Your objective
Extract each line of the entries below that contains the string "table". Uppercase and lowercase count as different.

_____

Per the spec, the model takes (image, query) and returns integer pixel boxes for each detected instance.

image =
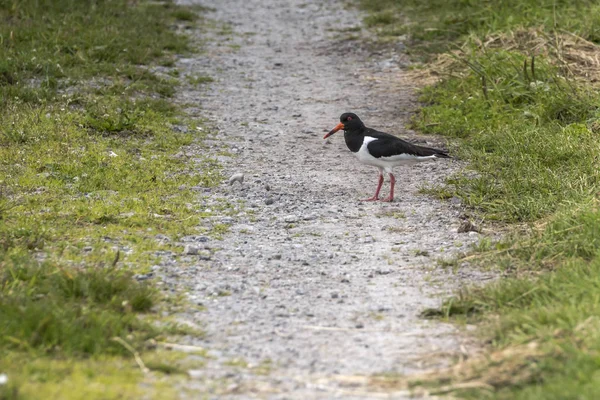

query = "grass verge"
[0,0,219,399]
[362,0,600,399]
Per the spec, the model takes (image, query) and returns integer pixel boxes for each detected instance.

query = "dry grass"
[408,28,600,86]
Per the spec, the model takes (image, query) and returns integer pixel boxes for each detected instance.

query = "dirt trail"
[165,0,492,399]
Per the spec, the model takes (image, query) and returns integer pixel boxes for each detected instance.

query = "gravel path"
[164,0,492,399]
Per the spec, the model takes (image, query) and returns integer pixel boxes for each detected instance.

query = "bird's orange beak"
[323,122,344,139]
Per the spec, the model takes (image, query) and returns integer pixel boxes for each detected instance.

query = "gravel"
[166,0,490,399]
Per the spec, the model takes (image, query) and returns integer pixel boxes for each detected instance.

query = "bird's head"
[323,113,365,139]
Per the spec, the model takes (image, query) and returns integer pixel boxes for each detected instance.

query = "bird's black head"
[323,113,365,139]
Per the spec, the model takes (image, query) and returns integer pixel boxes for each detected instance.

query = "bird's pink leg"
[363,172,383,201]
[381,173,396,202]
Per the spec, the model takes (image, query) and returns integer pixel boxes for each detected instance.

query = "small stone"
[228,172,244,185]
[188,369,204,379]
[283,215,298,223]
[457,220,481,233]
[183,244,200,256]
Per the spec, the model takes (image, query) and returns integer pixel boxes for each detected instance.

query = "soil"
[161,0,496,399]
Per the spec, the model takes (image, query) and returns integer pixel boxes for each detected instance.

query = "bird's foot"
[361,196,379,201]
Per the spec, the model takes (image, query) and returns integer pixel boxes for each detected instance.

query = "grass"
[0,0,219,399]
[359,0,600,59]
[361,0,600,399]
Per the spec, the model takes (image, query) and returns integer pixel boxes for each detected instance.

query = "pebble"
[228,172,244,185]
[183,244,200,255]
[283,215,298,223]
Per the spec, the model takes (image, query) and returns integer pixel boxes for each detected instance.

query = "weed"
[362,0,600,399]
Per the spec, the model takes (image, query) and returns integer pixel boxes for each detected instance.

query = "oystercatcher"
[323,113,450,201]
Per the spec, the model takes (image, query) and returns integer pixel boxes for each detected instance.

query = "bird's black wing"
[365,129,450,158]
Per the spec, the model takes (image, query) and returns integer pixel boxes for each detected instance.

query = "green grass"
[362,0,600,400]
[0,0,219,399]
[359,0,600,58]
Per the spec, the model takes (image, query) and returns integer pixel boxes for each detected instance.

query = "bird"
[323,112,451,202]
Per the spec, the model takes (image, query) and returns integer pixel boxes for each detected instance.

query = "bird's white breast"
[356,136,436,172]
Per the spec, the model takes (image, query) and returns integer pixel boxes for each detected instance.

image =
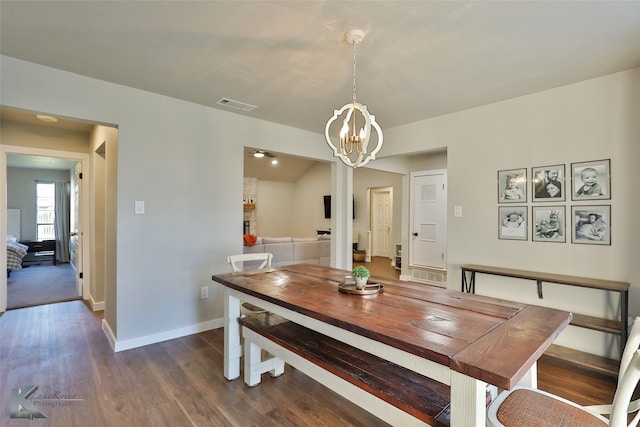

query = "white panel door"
[409,171,447,269]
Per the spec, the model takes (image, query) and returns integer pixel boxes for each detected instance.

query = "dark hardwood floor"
[0,268,615,427]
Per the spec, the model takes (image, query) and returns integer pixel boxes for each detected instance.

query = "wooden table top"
[213,264,571,388]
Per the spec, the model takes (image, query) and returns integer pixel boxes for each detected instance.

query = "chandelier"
[324,30,382,168]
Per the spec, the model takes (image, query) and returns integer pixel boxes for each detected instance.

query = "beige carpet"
[7,263,80,309]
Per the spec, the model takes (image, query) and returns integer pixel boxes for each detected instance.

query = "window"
[36,182,56,240]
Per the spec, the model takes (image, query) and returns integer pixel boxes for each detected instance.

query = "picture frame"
[571,159,611,200]
[531,205,567,243]
[498,168,527,203]
[498,206,529,240]
[571,205,611,245]
[531,165,566,202]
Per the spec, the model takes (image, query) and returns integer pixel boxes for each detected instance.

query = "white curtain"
[55,182,70,262]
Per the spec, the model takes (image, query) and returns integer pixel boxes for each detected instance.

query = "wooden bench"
[239,313,450,427]
[460,264,629,376]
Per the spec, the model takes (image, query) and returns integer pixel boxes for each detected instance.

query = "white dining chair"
[227,252,273,316]
[487,317,640,427]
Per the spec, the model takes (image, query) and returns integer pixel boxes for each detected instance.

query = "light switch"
[135,200,144,215]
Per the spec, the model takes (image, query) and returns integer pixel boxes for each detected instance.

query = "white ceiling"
[0,0,640,133]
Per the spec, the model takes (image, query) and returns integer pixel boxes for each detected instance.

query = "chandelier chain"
[353,41,358,103]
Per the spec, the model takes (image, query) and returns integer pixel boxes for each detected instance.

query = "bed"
[7,236,29,277]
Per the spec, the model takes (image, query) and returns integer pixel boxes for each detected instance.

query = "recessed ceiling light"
[36,114,58,123]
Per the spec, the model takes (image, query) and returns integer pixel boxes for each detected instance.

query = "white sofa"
[243,235,331,269]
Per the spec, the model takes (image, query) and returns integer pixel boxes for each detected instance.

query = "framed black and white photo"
[498,206,528,240]
[531,165,565,202]
[498,168,527,203]
[571,159,611,200]
[571,205,611,245]
[531,206,567,243]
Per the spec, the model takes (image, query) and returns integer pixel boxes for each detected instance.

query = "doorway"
[0,150,88,311]
[370,187,393,258]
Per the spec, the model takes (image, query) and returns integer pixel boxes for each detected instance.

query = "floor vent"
[216,98,258,111]
[411,268,447,287]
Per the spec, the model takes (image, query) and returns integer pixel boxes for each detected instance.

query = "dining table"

_____

Solution to the problem
query = "wooden table top"
query = "dining table"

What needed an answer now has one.